TASK ITEM:
List each office that the passage on Vermont's constitutions names as one that the 1786 revision barred a person from holding at the same time as another.

PASSAGE:
::::::

In 1786, the Constitution was extensively revised to establish a far greater separation of powers than what had prevailed under the 1777 Constitution. In particular, it forbade anyone to simultaneously hold more than one of certain offices, including those of judges, legislators, members of the governor's council, the governor, and the surveyor-general. It also provided that the legislature could no longer function as a court of appeals nor otherwise intervene in cases before the courts, as it had often done.

The 1786 Constitution continued in effect when, in 1791, Vermont made the transition from independence to the status of one of the states of the Union. In particular, the governor, the members of the governor's council, and other officers of the state, including judges in all courts, simply continued their terms of office that were already underway.

=== 1793 ===

The 1793 Constitution was adopted two years after Vermont's admission to the Union and continues in effect, with various later amendments, to this day. It eliminated all mention of grievances against King George III and against the State of New York. In 1790, New York's legislature finally renounced its claims that Vermont was a part of New York, the cessation of those claims being effective if and when Congress decided to admit Vermont to the Union.

Vermont held constitutional conventions in 1777, 1786, 1793, 1814, 1822, 1828, 1836, 1843, 1850, 1857, and 1870.

==Council of Censors==
"In order that the freedom of this Commonwealth may be preserved inviolate" the 1777 constitution established a Council of Censors. This body consisted of thirteen elected members, chosen every seven years, but not from the Council or General Assembly. They were to check that "the legislative and executive branches of government have performed their duty as guardians of the people". They also had the power to call a convention, if needed, to amend the constitution. This council had been based on a similar element of the Pennsylvania Constitution of 1776.

In 1786, the constitution was amended with language proposed by the 1785 Council of Censors, their first meeting, and adopted by the 1786 Constitutional Convention. The section on the Council of Censors remained generally unchanged, with only an added clarification of scope.

::::::

RAW DATA:
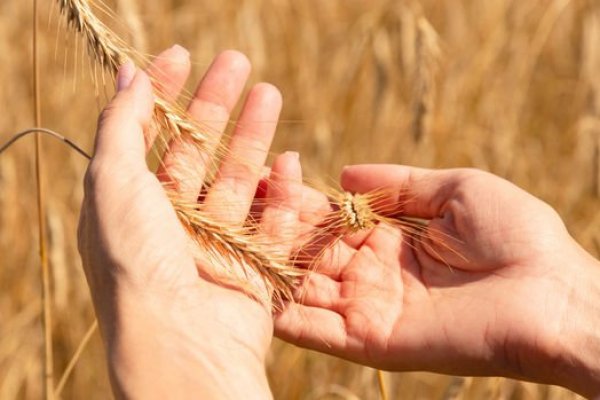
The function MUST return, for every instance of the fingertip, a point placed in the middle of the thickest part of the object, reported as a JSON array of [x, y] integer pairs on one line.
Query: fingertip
[[177, 53], [125, 75]]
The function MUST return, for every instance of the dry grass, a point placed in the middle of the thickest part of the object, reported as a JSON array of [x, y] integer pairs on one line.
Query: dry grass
[[512, 91]]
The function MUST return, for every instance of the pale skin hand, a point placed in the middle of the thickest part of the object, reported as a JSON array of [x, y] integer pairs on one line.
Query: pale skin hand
[[512, 294], [168, 332]]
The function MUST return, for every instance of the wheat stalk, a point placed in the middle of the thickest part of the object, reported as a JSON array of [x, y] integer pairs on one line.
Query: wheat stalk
[[45, 267], [173, 124]]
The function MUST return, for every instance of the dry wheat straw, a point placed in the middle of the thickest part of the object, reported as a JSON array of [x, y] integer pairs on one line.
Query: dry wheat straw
[[110, 52], [41, 204]]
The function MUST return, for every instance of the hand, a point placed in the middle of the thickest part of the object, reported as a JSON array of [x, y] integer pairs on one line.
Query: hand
[[168, 332], [495, 287]]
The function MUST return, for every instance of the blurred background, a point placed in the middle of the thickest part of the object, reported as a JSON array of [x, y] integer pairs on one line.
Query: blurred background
[[509, 86]]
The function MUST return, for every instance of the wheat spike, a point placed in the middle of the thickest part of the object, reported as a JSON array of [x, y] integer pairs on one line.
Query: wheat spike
[[222, 243]]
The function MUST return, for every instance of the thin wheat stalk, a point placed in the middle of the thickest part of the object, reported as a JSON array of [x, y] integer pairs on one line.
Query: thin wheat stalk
[[46, 295], [173, 124], [76, 356]]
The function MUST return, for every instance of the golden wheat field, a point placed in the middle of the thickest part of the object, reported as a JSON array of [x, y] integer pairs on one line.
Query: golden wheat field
[[508, 86]]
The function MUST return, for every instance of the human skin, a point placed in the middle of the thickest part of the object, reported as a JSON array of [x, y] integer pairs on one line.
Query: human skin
[[168, 331], [498, 287], [511, 294]]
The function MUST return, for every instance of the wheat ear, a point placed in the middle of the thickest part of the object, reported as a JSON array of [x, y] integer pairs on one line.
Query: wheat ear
[[224, 243]]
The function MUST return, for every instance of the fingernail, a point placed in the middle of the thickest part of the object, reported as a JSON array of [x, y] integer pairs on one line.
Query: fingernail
[[125, 75], [180, 50], [294, 154]]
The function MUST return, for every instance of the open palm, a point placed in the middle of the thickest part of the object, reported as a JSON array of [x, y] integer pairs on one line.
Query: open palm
[[467, 293]]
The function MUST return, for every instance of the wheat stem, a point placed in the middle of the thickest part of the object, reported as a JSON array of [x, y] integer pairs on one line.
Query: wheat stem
[[45, 267], [76, 356], [45, 131]]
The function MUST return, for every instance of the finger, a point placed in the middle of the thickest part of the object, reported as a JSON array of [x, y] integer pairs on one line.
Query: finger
[[284, 200], [330, 259], [411, 191], [122, 124], [185, 163], [168, 73], [316, 328], [319, 290], [230, 198]]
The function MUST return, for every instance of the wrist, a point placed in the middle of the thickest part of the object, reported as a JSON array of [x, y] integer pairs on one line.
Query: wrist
[[163, 350], [577, 361]]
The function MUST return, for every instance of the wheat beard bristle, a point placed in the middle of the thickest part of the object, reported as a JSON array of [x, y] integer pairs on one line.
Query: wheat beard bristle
[[356, 212]]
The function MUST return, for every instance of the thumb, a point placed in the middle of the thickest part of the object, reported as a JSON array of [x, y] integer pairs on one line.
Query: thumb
[[415, 192], [124, 120]]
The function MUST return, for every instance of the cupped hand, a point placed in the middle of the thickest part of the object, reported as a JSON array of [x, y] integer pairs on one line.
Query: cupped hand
[[167, 330], [486, 289]]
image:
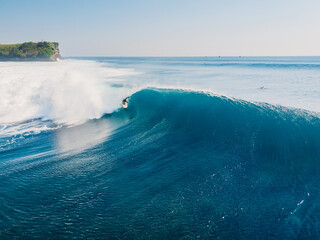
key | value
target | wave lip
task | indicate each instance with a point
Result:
(68, 92)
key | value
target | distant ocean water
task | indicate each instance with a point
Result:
(208, 148)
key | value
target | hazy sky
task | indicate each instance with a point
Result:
(166, 27)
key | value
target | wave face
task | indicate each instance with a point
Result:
(173, 165)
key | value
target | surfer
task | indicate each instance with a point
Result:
(125, 102)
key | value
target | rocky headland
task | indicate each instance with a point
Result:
(30, 51)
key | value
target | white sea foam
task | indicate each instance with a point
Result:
(68, 91)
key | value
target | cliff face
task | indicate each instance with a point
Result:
(30, 51)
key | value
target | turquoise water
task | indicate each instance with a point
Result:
(201, 152)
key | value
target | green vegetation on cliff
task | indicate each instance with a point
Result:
(30, 50)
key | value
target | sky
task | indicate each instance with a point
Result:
(166, 27)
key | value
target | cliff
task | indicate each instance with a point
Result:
(30, 51)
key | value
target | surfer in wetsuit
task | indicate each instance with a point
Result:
(125, 102)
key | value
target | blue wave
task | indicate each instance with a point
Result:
(175, 164)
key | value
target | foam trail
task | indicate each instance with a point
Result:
(66, 92)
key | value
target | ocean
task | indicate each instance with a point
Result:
(208, 148)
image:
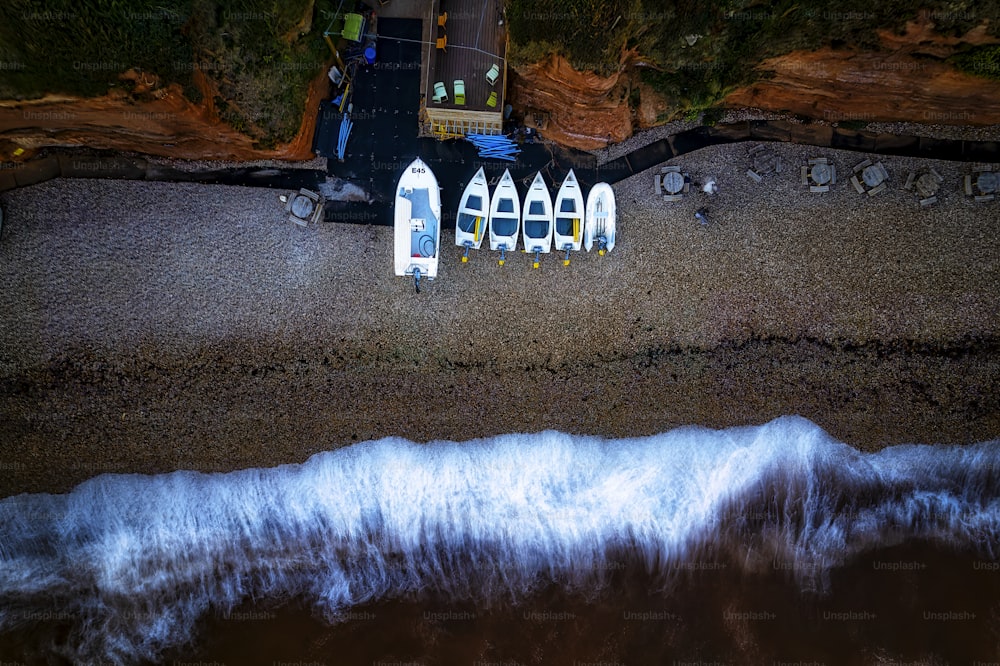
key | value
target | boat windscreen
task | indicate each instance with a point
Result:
(536, 228)
(466, 222)
(504, 225)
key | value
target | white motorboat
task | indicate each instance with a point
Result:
(473, 214)
(505, 216)
(569, 213)
(537, 218)
(417, 223)
(600, 219)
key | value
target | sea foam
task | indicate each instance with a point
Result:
(131, 562)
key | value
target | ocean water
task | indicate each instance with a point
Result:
(764, 544)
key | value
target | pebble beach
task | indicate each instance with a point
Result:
(149, 327)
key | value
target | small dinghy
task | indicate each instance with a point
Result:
(473, 214)
(417, 223)
(505, 216)
(537, 218)
(568, 232)
(600, 219)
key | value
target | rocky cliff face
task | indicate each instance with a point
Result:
(907, 81)
(579, 109)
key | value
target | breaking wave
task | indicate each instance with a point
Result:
(133, 562)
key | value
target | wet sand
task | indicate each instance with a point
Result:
(149, 327)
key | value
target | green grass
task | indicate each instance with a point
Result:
(735, 36)
(981, 61)
(253, 51)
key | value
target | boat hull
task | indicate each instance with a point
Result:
(505, 215)
(536, 220)
(567, 233)
(472, 221)
(417, 220)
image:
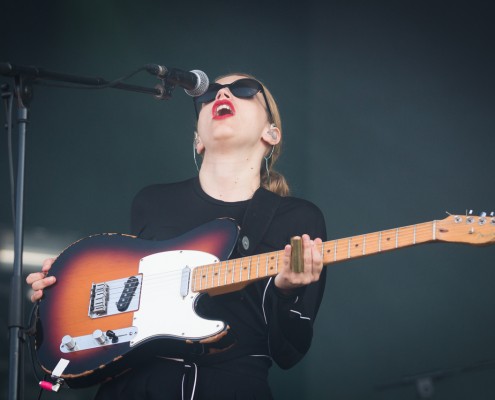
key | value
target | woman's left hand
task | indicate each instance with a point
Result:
(287, 280)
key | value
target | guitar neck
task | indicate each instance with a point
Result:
(231, 275)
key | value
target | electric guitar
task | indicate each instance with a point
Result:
(119, 299)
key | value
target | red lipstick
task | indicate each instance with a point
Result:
(222, 109)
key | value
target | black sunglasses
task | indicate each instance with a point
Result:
(244, 88)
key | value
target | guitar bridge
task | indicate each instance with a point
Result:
(115, 297)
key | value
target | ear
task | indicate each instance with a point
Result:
(198, 145)
(272, 135)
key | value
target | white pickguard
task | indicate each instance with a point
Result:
(163, 311)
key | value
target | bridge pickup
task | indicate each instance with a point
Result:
(115, 297)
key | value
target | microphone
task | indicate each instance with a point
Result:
(195, 82)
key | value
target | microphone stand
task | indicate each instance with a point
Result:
(24, 78)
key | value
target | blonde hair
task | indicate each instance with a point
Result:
(271, 180)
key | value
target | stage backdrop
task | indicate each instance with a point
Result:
(388, 120)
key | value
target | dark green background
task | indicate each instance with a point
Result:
(388, 112)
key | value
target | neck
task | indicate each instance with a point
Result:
(230, 178)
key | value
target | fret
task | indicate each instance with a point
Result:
(219, 274)
(226, 271)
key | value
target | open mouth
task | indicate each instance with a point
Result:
(223, 109)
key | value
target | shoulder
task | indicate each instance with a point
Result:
(299, 207)
(296, 216)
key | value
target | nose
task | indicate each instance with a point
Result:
(223, 93)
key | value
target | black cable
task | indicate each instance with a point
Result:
(8, 96)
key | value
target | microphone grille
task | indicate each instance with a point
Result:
(201, 85)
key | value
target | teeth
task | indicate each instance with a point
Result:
(223, 107)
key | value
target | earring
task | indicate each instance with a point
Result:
(195, 143)
(267, 158)
(272, 132)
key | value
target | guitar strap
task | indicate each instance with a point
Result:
(259, 214)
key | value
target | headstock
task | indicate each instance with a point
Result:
(467, 229)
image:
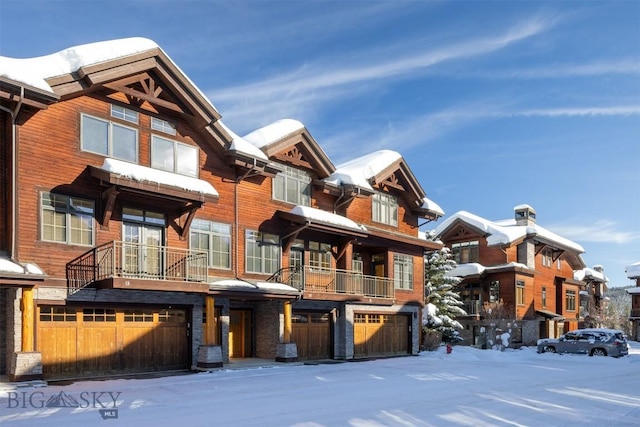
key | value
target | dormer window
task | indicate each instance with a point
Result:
(109, 138)
(292, 186)
(173, 156)
(385, 209)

::::::

ANSWER:
Judges, legislators, members of the governor's council, the governor, and the surveyor-general.